Extracted records:
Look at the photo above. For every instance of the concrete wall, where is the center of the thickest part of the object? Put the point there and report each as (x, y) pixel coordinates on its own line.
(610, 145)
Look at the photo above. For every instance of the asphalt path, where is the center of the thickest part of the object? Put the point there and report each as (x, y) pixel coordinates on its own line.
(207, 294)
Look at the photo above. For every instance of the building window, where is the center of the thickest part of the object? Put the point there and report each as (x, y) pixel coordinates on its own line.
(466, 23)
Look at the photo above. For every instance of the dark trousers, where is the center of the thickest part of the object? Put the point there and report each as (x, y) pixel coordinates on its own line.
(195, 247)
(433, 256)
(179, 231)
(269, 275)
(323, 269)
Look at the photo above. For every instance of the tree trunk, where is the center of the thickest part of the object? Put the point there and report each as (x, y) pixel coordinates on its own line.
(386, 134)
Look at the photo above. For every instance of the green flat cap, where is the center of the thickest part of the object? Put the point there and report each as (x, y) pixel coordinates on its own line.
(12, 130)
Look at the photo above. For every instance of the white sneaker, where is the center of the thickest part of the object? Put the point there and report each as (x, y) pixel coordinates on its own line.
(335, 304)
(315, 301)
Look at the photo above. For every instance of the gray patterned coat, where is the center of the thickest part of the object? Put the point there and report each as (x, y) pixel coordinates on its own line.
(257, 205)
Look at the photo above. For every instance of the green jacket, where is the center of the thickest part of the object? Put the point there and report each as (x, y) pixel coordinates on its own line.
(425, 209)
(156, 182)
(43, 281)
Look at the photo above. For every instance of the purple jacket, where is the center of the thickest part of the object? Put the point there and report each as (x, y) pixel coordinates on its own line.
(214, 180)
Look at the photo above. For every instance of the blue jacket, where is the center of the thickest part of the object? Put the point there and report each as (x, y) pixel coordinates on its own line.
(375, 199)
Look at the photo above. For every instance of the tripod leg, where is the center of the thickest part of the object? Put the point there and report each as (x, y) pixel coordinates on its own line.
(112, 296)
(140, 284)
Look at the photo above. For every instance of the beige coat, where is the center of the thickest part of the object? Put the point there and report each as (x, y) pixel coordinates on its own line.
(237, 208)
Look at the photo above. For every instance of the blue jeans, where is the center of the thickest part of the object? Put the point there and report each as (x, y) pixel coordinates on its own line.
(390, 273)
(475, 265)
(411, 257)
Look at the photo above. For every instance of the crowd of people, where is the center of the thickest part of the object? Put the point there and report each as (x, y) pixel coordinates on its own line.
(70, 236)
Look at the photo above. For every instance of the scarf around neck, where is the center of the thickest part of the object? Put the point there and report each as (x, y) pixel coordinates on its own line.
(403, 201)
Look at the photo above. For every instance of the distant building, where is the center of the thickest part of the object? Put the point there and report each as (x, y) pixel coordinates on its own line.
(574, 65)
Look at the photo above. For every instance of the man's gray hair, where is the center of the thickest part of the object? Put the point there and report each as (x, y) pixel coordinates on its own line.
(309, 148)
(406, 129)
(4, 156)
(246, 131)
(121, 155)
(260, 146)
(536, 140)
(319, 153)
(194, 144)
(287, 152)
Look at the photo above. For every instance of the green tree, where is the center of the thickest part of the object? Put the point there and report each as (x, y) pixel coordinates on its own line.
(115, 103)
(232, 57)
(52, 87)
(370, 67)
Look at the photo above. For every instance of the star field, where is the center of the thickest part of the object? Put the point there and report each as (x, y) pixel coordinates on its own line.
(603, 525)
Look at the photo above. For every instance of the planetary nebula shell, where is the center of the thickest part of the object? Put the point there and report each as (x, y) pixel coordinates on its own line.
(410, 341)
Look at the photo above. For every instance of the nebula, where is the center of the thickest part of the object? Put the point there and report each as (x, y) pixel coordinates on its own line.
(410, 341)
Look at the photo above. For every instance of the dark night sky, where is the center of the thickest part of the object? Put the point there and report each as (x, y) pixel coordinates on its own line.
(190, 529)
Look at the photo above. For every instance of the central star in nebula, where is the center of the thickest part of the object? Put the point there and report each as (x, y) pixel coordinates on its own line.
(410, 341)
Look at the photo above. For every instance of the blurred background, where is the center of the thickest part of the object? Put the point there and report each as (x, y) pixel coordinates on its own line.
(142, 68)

TASK REQUIREMENTS
All the entries above need to be reproduced exactly.

PROBLEM SOLUTION
Look at the photo above. For every instance of the concrete wall, where is the center of the thickest part of the object? Put the point there and report each as (x, y) pixel coordinates on its own line.
(610, 145)
Look at the photo above. For every instance of the asphalt path, where is the center of the thickest part of the object? Put the point there and report each as (x, y) pixel coordinates on its own line.
(207, 294)
Look at the photo above. For every instance of the building window, where is the center of the thickest part of the object? Put the point there and report each as (x, y) pixel coordinates on its own line.
(466, 23)
Look at the photo above. For every instance of the dark trousers, where is the center of the thickest part of the object? Put the point there and report each as (x, y) pixel coordinates on its own line.
(195, 247)
(433, 256)
(179, 231)
(269, 275)
(323, 269)
Look at the photo above. For every instance of the tree trunk, where is the center of the thickest part of the object? Put the point there and report each as (x, y) pixel coordinates on its own line.
(386, 134)
Look at the photo above. For every instance of the green flat cap, where is the center of the thickest part of the object? Put the point there and report each as (x, y) pixel coordinates on its own line.
(12, 130)
Look at the photo above. For every instance of the white sneaker, where is the center of the thickest part of the object? Put the point there and report each as (x, y) pixel coordinates on its own line.
(335, 304)
(315, 301)
Look at the photo above. For every instance of the gray patterned coat, where is the center of the thickest part of the object? Put the point there and report each as (x, y) pixel coordinates on its own line.
(257, 205)
Look at the photo above. For every instance of the green jacket, where is the center of the thickest part of the object? Put the point there and report each as (x, y) pixel coordinates on its own line.
(425, 209)
(156, 182)
(43, 281)
Look at the photo above. For every instance of the purple jacket, where is the center of the thickest part of the object? Put the point there and report each as (x, y) pixel coordinates on its own line.
(214, 180)
Look at the photo above. For every instance of the blue jacket, where is the center of the thickest part of the object? Put the point there and report each as (x, y) pixel coordinates on its own line.
(375, 199)
Look at the photo above. For every instance of the tripod leg, where is the center of the thickest part of the object? Put the point there and report each as (x, y) pixel coordinates on its own line.
(112, 296)
(140, 284)
Look at the photo above. For every instance of the beige coat, where is the center of the thickest part of the object? Put the point there and report each as (x, y) pixel coordinates on its own line.
(237, 208)
Look at the photo above. For every instance of the blue jeans, where is the center of the thickest part of the object? Put the point there and report each as (x, y) pixel coordinates on its own line.
(390, 273)
(475, 265)
(411, 257)
Look at the photo above. For every instance of the crowd of people, where is the center of the thickest part of the object? Put the point there and report each as (x, y) pixel coordinates on its own line.
(70, 236)
Look at the photo above. For every instance of the scarf around neck, where is the center of the thickest part of the object? Put the point there and report each as (x, y) pixel coordinates on its own line.
(403, 201)
Look at the photo above. For every instance of the distant building, where is the center of the thickest part of the object? Put the point there and report each as (x, y) pixel coordinates on its own line.
(574, 65)
Look at the photo above. For every instance of the man's gray hair, where is the center of the thickest part of the object? Put the point there and report each as (x, y) pixel coordinates on its own line.
(309, 148)
(406, 129)
(4, 156)
(246, 131)
(121, 155)
(260, 146)
(536, 140)
(319, 153)
(194, 144)
(287, 152)
Look at the photo above. For every instance of the green tree, where is the center of the thickest part of the object? Put the point there and report each as (x, y) pixel coordinates on its own line.
(115, 103)
(232, 57)
(52, 87)
(370, 67)
Look at the photo above. For every instance of the star field, where is the center of the thickest part of the object? Put the point there and report each as (x, y) pixel coordinates on its own line.
(603, 525)
Look at the photo above. For every instance of the planetary nebula shell, where is the center of the thickest part of the object? Put the point there and report each as (x, y) pixel coordinates on its own line.
(410, 341)
Look at the photo above. For every instance of the nebula, where is the center of the thickest part of the object? Put the point there and report each as (x, y) pixel coordinates on its own line.
(410, 341)
Look at the photo above. For every instance of the dark night sky, where is the center of the thickest part of the object? Put the point there and report each as (x, y) pixel coordinates on its own line.
(190, 529)
Look at the photo above. For every instance of the central star in nebula, where is the center of the thickest part of the object? Put the point there and report each as (x, y) pixel coordinates on its own line.
(410, 341)
Look at the photo above. For every instance of the blurred background, where is the center of the thickest part of the object? Put the point there and report each as (x, y) pixel coordinates on its own line.
(142, 68)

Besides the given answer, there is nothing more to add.